### PASSAGE
▼

# Nubian ears



## WannaBeFarmR (May 14, 2013)

I'm getting my Nubian doe kid soon, I'm so excited! She's a purebred and a real beauty! I need to do some reading on what the breed should look like (the really detailed stuff) She has some pretty long ears and they are  kind of narrow most of the Nubian I've seen had kind of wide short ears so I was just wondering.


----------



## Fluffygal (May 15, 2013)

Nubians have long wide floppy ears and a Roman nose.
I don't know how to attach picture from my phone, but will do so this evening when I get home.

I have a pure unregistared Nubian doe with the correct type for the breed. Sure wish I had papers for Fiona.
I have seen adds in Craigslist recently with sellers claiming their goats were Nubian; but, by the pics posted it looked more like the goats were a mix and not pure.


----------



## lovinglife (May 15, 2013)

This is Tula, she is a week old Nubian, with her Guernsey playmates.


----------



## Fluffygal (May 17, 2013)

She is adorable. Yes those are some long ears but they don't look overly long. I am a back yarder so maybe a show breeder can offer input on whether a bit more length in the ears is an issue.

Ofcourse she may be at an odd grow stage and evently grow into them. I think they are cool.

Sorry I forgot to post the pic of Fiona for you. Been overly swamped this week. Will work on that pic when I get home.


----------



## Fluffygal (May 17, 2013)

Ok, after looking at Fiona's 4 month pics, the big ears are normal. Even Fiona's ears looked much longer back then. Don't worry she will kinda grow into them. 

Here is Fiona when I got her at 4 months:





And a close up:





And Fiona as a yearling:















As Fiona grew in her first year she went through some leggy stages. She literally looked like she had stilts for legs a few times. Then the rest would catch up.

▲

### DATA SHOWN
▼

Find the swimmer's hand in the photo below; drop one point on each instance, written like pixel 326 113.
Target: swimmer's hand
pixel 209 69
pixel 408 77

▲

### STATED PROBLEM A
Answer these questions about the thread on Nubian ears:
(i) Which two features does Fluffygal say Nubians have?
(ii) What breed are Tula's playmates?
(iii) How old was Fiona when Fluffygal got her?
### STATED PROBLEM B
Carry on the thread on Nubian ears from the point where its final post stops.

### TASK RESULT A
(i) Long, wide, floppy ears and a Roman nose.
(ii) Guernsey.
(iii) 4 months.

### TASK RESULT B
The biggest thing I had to get use to was the different body type compared to my pygmies.


----------



## WhiteMountainsRanch (May 18, 2013)

*Fiona is beautiful. 



Baby Nubians have extra long ears and they grow into them.

As an adult the breed standard says they should extend one inch past the lips.

It is up to the individual person if they like the narrow ones or the wedge ones. 

I personally like wedge ears like my Nubian boy here, Dune.

Wedge ears:





Straighter ears: His sister Ayana.




*


----------



## Fluffygal (May 18, 2013)

ooooo they are too cute. I love baby long ears!


----------



## goatboy1973 (May 23, 2013)

Our Nubes have the wedge ears.


----------



## DonnaBelle (May 23, 2013)

Who cares, wedge or straight, super wonderful goats.

I feel sorry for people who don't own/love goats.

DonnaBelle


----------



## WhiteMountainsRanch (May 24, 2013)

DonnaBelle said:
			
		

> Who cares, wedge or straight, super wonderful goats.
> 
> I feel sorry for people who don't own/love goats.
> 
> DonnaBelle


----------



## WannaBeFarmR (May 25, 2013)

Cute goats everyone her ears are not wedge shaped, but they are long and cute so I don't care.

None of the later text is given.